What you will do
A: Quote the post on union power word for word, everything from "Actually, there is" down to "have thought that.".
B: Extend the post on whether union power still frightens voters, writing on from its last sentence.

--- START Page text ---

Does union power still frighten voters?

Over at LP, Mark Bahnisch asks whether the government’s attack on union power under Rudd will work:

There’s an unexamined premise in commentary about this tactic of the Government – that unions are wildly unpopular. But how true is that? Unfortunately, there is no time series data on union sympathy. But there are three large-scale surveys conducted this decade that reveal some fascinating results.

Actually, there is time series data on union sympathy – I reported on nearly twenty years of fairly consistent questions in this 2005 article. On the the issues of whether unions have too much power and whether there should be stricter regulations of trade unions there is a clear decline in hositility towards unions. All the polls prior to 1990 (including earlier polls with different questions that I did not show in that article) showed between two-thirds and three-quarters of respondents thought that unions had too much power. This century, less than half of respondents have thought that.

This accords with changes in objective conditions. In the worst year of union havoc inflicted on Australian society, 1974, a staggering 6.3 million working days were lost to strikes. In the year to March 2007, there were just 109,500 days lost. It is unsurprising that there has been a change of mood among voters, whose lives are no longer disrupted by unions almost every week – or least that’s how it seemed when I was growing up in the 1970s and early 1980s.

--- END Page text ---
--- START Stored data ---

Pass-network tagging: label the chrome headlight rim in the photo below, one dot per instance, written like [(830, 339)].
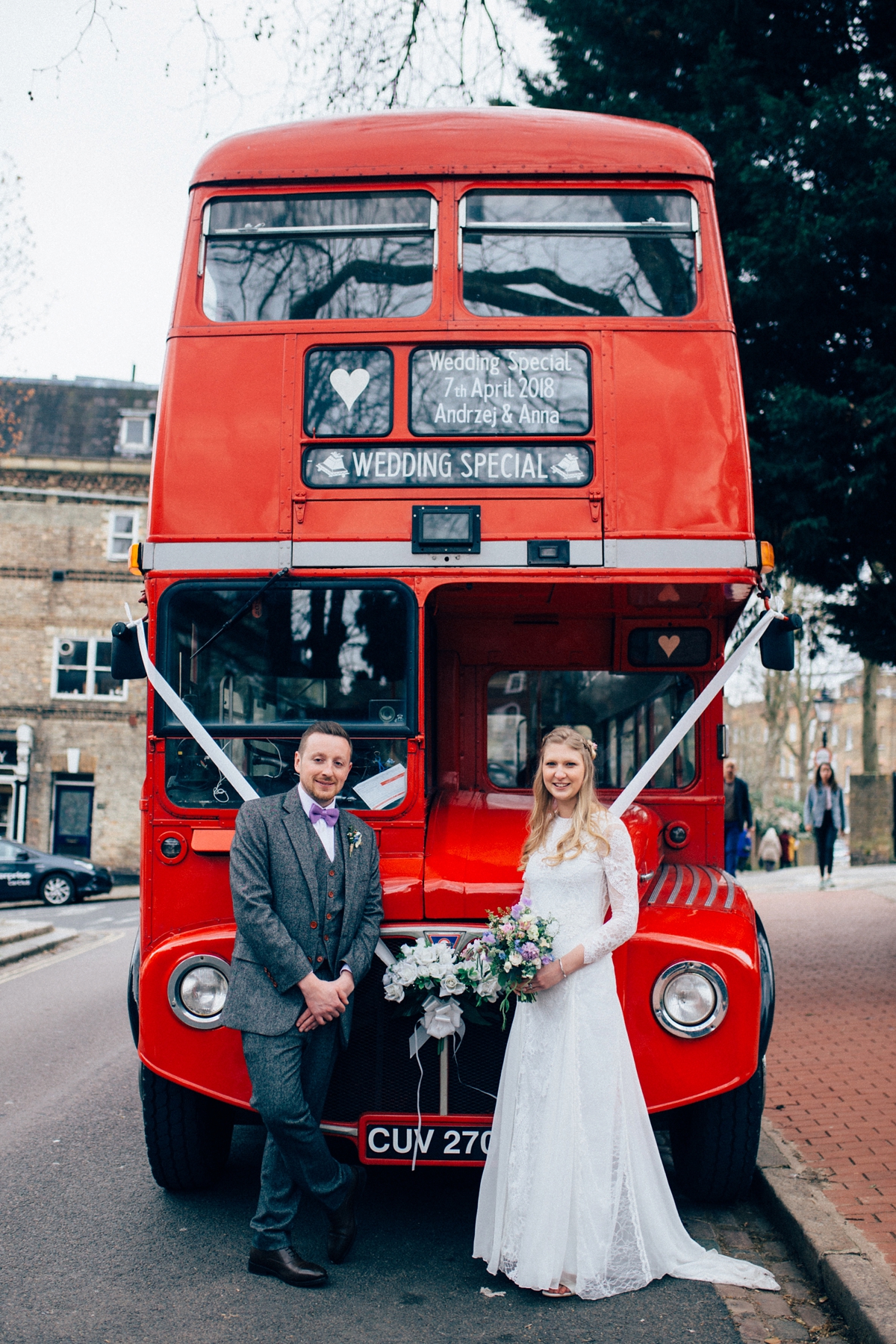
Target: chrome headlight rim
[(700, 1028), (175, 981)]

--- END Stored data ---

Results of the exercise
A:
Actually, there is time series data on union sympathy – I reported on nearly twenty years of fairly consistent questions in this 2005 article. On the the issues of whether unions have too much power and whether there should be stricter regulations of trade unions there is a clear decline in hositility towards unions. All the polls prior to 1990 (including earlier polls with different questions that I did not show in that article) showed between two-thirds and three-quarters of respondents thought that unions had too much power. This century, less than half of respondents have thought that.

B:
Mark reports on some recent polls finding some positive views about unions, especially their role in the workplace – worth distinguishing, as Mark does, from their potential influence on politics generally. But the government is probably right that there is political mileage left in reminding people of the bad old days of union power.

The best way to assess this is to take out of surveys people who identify with Labor or Liberal, both because they are most likely to vote according to their underlying party ID, and because they hold predictable views on unions – in the 2004 Australian Election Study only 8% of Liberals disagreed that unions have too much power, and only 19% of Labor voters agreed that unions have too much power.

Of those who give no party ID in 2004, a third think unions have too much power, and nearly 40% neither agree nor disagree. Not entirely consistently, slightly more think that there should be stricter laws to regulate trade unions, with 46% neither agreeing nor disagreeing with the proposition. With a clear majority of unaligned voters either already against or undecided on unions, there is scope for a scare campaign. It won’t be as powerful as it would have been 20 years ago, but this old Liberal theme is not exhausted yet. Expect to see Dean Mighell and CFMEU thugs feature in Liberal advertising.

9 thoughts on “Does union power still frighten voters?

  1. Thanks, Andrew, I couldn’t find the AES data. I only had about an hour or two to research the piece! Strictly speaking the other surveys you cite aren’t time series, because they’re not conducted by the same organisations using the same questions and comparable samples.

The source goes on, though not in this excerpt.